Saved entries ::
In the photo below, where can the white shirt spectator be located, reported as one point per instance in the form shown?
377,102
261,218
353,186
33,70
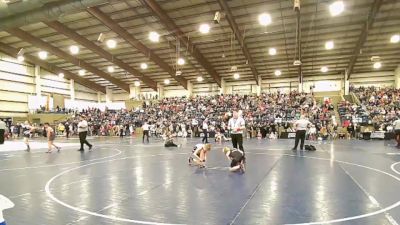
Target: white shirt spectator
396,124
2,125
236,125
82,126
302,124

---

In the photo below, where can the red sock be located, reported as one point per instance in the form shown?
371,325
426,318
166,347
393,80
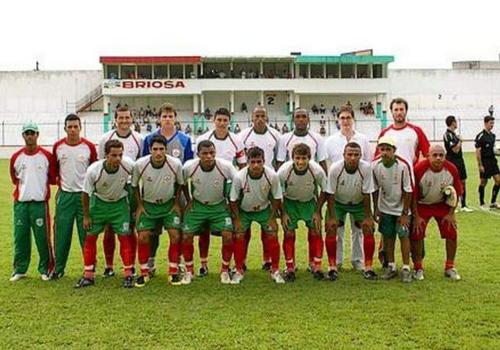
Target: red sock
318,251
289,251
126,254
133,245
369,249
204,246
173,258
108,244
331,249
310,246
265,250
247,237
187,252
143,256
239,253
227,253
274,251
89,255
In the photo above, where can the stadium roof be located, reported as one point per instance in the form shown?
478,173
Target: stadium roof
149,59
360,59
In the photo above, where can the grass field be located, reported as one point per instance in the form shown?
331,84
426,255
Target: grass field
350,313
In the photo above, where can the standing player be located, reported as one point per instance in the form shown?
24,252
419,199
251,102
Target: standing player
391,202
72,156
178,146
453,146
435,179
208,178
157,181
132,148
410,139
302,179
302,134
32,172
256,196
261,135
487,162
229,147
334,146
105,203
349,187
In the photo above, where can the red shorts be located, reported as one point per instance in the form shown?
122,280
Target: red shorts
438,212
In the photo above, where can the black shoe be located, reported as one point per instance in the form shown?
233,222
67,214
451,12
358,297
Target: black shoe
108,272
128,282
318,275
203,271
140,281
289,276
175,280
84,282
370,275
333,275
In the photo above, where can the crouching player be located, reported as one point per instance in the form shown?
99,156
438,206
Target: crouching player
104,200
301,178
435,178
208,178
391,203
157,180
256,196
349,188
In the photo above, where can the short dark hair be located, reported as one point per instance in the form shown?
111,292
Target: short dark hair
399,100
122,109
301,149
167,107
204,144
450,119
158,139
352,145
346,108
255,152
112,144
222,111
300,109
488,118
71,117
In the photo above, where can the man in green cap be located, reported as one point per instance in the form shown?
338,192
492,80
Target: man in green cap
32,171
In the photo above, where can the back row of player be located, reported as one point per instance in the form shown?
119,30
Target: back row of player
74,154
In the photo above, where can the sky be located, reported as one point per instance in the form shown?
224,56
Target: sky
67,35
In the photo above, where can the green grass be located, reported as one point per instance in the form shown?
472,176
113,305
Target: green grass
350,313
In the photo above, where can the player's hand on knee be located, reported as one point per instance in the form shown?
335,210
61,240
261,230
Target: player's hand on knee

YOUR ASSIGNMENT :: Show every line above where "hand" is found.

RESULT FOR THIS EXERCISE ::
In the photo above, where can the player's hand on knee be located, reported as one point per instance in the form shown?
Target: player's hand on knee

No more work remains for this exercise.